** Start of DATASET RECORDS **
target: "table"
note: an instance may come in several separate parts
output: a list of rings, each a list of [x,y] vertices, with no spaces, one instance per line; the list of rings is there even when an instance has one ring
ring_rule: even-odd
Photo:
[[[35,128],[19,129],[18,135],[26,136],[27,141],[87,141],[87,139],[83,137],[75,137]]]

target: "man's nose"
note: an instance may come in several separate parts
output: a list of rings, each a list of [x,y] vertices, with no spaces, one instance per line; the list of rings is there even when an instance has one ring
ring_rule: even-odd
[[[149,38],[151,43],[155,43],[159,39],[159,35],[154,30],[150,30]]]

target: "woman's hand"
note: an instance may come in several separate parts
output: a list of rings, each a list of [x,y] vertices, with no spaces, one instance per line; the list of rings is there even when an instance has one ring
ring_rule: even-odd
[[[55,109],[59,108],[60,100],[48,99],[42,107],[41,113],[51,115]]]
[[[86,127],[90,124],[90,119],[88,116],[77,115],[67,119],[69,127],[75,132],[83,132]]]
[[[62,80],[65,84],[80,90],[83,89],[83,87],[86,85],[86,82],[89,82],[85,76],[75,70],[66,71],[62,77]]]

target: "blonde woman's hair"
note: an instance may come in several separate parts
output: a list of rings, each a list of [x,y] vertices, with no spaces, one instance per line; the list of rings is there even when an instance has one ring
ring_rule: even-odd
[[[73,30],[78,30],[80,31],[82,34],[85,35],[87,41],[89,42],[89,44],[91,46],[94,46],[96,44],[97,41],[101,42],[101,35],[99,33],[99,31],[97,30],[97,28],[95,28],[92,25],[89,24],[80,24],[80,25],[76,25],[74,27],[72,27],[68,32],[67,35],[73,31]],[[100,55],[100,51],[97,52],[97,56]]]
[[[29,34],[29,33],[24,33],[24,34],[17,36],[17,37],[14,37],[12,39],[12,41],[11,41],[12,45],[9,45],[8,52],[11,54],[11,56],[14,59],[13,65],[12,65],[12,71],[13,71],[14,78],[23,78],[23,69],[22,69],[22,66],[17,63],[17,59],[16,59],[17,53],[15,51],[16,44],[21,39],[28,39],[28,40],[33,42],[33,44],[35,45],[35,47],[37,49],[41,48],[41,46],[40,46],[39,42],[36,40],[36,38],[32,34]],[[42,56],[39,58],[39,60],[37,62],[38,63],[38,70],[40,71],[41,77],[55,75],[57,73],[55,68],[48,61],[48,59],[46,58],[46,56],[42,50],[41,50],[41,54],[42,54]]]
** End of DATASET RECORDS **
PROBLEM STATEMENT – All of the records must be repeated exactly.

ANSWER FOR THIS EXERCISE –
target: "table"
note: an instance may come in several separate parts
output: a list of rings, each a list of [x,y] vertices, with no spaces, one instance per line; the list of rings is there even when an instance has one ring
ring_rule: even-odd
Photo:
[[[35,128],[19,129],[18,135],[26,136],[27,141],[87,141],[87,139],[83,137],[75,137]]]

target: "man's nose"
note: an instance may come in several separate parts
output: a list of rings, each a list of [x,y] vertices, with no spaces, one instance per line; the list of rings is there even when an instance has one ring
ring_rule: even-odd
[[[149,38],[151,43],[155,43],[159,39],[159,35],[154,30],[150,30]]]

target: "woman's hand"
note: an instance may come in several separate parts
output: a list of rings, each a list of [x,y] vertices, with no spaces, one instance per line; the list of rings is there even when an instance has one ring
ring_rule: even-odd
[[[55,109],[59,108],[60,100],[48,99],[42,107],[41,113],[51,115]]]
[[[86,127],[90,124],[90,119],[88,116],[77,115],[67,119],[69,127],[75,132],[83,132]]]
[[[62,80],[65,84],[80,90],[83,89],[83,87],[86,85],[86,82],[89,82],[85,76],[75,70],[66,71],[62,77]]]

target: "blonde woman's hair"
note: an instance may come in several separate parts
output: a list of rings, each a list of [x,y] vertices, with no spaces, one instance per line; the list of rings is there even when an instance has one ring
ring_rule: even-odd
[[[73,30],[78,30],[80,31],[82,34],[85,35],[87,41],[89,42],[89,44],[91,46],[94,46],[96,44],[97,41],[101,42],[101,35],[99,33],[99,31],[97,30],[97,28],[95,28],[92,25],[89,24],[80,24],[80,25],[76,25],[74,27],[72,27],[68,32],[67,35],[73,31]],[[100,55],[100,51],[97,52],[97,56]]]
[[[29,34],[29,33],[24,33],[24,34],[17,36],[17,37],[14,37],[12,39],[12,41],[11,41],[12,45],[9,45],[8,52],[11,54],[11,56],[14,59],[13,65],[12,65],[12,71],[13,71],[14,78],[23,78],[23,69],[22,69],[22,66],[17,63],[17,59],[16,59],[17,53],[15,51],[16,44],[21,39],[28,39],[28,40],[33,42],[33,44],[35,45],[35,47],[37,49],[41,48],[41,46],[40,46],[39,42],[36,40],[36,38],[32,34]],[[42,56],[39,58],[39,60],[37,62],[38,63],[38,70],[40,71],[41,77],[55,75],[57,73],[55,68],[48,61],[48,59],[46,58],[46,56],[42,50],[41,50],[41,54],[42,54]]]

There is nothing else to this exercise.